Written problem: Rescale the lines from the line with "Reviewer note. Check that each instance of the player's bare" to the line with "[(504, 495)]", both included, and return only those lines in full. Multiply every x and y coordinate in the answers by 0.85 and round each result to a whole number, with halves rounding up.

Dataset records:
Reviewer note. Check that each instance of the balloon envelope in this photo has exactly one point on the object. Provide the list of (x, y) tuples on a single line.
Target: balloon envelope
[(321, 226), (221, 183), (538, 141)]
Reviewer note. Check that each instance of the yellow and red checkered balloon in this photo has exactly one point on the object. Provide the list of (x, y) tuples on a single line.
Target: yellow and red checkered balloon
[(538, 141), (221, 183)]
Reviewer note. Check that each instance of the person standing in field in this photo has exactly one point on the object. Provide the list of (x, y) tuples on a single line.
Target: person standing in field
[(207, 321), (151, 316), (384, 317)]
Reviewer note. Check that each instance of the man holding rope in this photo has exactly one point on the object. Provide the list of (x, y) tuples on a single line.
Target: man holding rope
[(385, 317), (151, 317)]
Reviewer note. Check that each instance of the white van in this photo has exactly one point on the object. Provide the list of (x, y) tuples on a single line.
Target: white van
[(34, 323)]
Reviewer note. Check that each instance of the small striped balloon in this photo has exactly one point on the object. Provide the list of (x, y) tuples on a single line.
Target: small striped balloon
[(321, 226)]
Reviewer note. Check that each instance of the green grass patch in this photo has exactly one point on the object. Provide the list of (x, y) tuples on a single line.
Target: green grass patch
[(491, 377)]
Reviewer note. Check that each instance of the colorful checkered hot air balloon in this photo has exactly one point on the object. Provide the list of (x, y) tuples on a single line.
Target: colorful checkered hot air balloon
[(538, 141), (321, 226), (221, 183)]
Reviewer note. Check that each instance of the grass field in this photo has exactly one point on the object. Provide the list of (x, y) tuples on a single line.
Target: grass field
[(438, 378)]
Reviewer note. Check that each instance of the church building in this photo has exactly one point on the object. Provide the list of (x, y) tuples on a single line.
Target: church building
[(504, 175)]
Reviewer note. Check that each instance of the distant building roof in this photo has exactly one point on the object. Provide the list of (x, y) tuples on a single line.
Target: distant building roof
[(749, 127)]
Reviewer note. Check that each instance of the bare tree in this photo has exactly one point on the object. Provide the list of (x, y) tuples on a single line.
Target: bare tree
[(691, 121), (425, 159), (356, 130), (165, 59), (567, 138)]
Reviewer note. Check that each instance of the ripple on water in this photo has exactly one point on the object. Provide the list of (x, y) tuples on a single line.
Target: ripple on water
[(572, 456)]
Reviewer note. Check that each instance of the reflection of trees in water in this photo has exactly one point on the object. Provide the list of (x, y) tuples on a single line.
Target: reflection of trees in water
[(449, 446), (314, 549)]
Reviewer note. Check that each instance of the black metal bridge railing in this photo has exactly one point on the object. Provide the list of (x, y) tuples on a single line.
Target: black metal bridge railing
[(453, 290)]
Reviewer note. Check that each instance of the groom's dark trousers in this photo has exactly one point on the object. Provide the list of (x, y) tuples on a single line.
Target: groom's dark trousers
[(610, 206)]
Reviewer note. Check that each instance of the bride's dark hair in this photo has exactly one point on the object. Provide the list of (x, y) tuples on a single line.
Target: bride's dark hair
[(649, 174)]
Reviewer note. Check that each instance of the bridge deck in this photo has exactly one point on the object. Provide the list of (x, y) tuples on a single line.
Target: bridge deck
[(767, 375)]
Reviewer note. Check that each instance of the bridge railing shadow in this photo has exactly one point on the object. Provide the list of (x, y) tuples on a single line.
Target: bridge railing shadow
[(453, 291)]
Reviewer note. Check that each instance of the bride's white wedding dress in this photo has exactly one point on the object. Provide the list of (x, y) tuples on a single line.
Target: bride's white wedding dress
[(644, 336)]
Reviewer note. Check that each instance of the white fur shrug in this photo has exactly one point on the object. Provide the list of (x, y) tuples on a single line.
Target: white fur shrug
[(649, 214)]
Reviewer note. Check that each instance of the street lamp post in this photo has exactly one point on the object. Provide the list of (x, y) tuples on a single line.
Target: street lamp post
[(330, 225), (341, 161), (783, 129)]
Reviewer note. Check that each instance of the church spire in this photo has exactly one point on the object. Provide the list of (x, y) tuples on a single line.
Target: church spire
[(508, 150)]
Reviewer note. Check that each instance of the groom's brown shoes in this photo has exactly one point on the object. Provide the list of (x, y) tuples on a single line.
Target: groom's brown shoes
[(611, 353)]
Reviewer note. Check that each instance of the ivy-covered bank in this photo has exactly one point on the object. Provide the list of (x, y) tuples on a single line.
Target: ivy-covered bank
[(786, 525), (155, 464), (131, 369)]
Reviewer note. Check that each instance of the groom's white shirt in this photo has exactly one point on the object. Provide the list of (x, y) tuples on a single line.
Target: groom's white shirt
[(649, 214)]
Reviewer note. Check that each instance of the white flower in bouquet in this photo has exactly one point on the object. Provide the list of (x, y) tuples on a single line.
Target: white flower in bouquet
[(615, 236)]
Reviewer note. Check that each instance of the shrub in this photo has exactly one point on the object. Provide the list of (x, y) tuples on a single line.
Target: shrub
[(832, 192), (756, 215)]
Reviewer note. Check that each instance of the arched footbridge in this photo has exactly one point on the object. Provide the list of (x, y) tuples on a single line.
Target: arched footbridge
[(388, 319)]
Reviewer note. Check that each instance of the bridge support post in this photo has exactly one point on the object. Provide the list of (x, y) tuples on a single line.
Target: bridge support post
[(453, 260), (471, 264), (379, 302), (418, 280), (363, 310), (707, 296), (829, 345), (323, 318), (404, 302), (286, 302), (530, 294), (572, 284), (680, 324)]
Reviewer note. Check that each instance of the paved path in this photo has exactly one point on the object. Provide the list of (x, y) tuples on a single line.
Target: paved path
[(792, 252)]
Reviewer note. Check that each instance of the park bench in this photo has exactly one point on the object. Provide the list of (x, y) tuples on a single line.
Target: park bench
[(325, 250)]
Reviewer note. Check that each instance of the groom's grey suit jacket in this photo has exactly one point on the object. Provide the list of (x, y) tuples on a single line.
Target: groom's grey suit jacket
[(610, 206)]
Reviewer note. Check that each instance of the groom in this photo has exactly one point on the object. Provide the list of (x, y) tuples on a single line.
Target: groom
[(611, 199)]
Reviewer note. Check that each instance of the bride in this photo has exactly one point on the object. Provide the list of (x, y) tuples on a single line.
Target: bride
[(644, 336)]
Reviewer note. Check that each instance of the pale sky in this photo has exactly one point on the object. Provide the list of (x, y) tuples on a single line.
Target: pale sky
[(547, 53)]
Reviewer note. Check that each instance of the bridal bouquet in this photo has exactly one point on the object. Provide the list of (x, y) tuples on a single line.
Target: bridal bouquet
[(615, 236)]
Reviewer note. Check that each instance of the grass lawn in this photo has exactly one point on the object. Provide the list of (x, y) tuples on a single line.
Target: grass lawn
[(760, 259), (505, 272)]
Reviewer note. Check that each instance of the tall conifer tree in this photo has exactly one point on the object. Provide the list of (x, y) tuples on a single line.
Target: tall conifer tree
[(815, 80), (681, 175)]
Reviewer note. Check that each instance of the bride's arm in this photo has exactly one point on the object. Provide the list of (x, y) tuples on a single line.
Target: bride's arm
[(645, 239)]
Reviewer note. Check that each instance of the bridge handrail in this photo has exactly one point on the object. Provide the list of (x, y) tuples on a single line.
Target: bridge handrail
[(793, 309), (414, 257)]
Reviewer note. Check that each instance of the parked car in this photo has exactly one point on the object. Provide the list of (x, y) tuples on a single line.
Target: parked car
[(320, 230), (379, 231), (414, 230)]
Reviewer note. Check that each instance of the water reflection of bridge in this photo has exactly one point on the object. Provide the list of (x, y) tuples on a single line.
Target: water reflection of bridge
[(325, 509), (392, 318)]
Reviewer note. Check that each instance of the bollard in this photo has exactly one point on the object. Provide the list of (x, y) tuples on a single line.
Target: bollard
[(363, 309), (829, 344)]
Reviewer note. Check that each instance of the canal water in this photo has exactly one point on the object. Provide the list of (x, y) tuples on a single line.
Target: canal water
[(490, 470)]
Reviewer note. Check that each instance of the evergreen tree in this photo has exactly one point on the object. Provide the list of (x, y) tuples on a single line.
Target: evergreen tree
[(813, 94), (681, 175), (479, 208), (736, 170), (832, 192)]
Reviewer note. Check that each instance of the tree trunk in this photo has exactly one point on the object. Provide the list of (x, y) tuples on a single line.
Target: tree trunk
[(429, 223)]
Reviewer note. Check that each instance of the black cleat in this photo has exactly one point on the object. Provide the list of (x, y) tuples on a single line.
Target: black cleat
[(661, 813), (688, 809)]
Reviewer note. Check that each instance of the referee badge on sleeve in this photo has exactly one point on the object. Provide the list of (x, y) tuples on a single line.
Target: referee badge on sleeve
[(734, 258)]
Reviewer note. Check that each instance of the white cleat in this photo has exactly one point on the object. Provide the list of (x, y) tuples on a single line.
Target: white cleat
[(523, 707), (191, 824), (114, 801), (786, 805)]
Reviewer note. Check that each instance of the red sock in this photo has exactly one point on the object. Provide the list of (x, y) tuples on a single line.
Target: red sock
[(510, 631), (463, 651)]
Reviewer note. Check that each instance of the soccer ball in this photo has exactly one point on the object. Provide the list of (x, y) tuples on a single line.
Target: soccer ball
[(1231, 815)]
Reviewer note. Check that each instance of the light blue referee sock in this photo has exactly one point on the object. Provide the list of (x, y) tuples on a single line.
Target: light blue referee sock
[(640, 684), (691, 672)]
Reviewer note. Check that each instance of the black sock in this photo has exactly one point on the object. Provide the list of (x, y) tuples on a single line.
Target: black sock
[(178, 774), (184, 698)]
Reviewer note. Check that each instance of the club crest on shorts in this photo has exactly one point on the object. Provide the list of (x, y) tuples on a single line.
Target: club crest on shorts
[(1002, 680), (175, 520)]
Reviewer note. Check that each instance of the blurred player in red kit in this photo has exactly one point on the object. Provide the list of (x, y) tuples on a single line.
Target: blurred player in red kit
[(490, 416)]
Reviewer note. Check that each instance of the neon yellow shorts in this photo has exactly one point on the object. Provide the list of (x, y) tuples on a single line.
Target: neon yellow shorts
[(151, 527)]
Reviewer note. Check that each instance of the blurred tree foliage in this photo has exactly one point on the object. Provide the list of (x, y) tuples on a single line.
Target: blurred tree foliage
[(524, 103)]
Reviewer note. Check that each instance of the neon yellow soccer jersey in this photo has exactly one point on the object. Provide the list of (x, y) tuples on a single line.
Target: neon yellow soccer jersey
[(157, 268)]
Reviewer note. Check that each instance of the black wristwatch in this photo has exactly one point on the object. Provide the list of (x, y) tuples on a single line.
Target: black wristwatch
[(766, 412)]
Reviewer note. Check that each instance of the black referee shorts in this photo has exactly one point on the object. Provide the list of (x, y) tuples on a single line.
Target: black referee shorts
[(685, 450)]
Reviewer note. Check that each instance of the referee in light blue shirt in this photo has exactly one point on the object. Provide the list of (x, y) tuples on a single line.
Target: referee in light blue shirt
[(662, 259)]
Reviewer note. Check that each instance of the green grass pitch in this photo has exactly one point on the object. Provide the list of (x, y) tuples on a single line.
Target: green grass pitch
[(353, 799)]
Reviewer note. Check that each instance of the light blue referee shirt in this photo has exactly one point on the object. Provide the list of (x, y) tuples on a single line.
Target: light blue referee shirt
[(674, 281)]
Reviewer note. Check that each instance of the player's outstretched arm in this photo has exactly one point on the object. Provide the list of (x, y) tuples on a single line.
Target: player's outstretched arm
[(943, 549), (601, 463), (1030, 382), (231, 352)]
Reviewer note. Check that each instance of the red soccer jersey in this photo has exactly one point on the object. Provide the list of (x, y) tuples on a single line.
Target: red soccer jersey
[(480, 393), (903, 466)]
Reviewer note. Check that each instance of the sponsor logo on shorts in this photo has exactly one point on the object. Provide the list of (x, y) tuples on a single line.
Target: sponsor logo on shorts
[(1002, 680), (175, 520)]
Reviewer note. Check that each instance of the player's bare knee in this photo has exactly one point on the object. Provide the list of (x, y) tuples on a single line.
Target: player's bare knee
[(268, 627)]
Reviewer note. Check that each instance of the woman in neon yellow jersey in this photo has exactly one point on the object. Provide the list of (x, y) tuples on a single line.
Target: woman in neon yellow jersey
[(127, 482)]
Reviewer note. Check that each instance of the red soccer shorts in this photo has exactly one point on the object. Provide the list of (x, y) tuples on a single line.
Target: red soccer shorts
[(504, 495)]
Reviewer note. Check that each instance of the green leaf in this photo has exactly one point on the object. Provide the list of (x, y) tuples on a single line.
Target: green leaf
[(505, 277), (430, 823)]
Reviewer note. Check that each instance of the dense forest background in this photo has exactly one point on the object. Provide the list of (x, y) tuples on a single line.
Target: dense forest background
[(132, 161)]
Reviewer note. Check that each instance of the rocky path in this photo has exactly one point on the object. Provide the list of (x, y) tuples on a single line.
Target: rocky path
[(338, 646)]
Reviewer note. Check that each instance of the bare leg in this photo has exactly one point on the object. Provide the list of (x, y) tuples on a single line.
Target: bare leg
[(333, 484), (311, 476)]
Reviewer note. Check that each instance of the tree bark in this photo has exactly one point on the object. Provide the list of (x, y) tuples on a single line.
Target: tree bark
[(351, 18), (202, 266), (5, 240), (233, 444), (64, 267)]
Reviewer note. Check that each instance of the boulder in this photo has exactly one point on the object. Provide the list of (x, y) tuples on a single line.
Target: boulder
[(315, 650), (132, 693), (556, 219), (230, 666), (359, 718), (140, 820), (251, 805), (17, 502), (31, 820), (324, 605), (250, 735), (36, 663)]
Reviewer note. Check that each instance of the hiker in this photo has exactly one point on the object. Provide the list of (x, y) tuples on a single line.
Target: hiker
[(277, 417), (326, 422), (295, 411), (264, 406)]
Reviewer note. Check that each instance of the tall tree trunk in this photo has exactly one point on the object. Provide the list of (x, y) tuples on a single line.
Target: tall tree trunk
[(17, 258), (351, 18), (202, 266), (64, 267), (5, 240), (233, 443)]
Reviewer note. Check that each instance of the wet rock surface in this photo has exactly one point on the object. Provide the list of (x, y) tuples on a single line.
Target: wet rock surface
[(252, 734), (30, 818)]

Final result:
Reviewer note. Check that each instance of the player's bare knee in this photo has exactly one point on the object. Provide the list of (x, y) tuples on a single line.
Target: player's bare knee
[(228, 533)]
Reviewer note. Check that each instance of the woman in neon yellow jersey in this photo has exactly one point on the object. Provide the list of (x, y) tuples on a single line.
Target: woman in neon yellow jersey
[(108, 410)]
Reviewer note. Check that each instance of the red soccer shorts in this photo has exactly one point on the object. Provide the list of (x, y) tuples on a single line.
Target: red soccer shorts
[(428, 421)]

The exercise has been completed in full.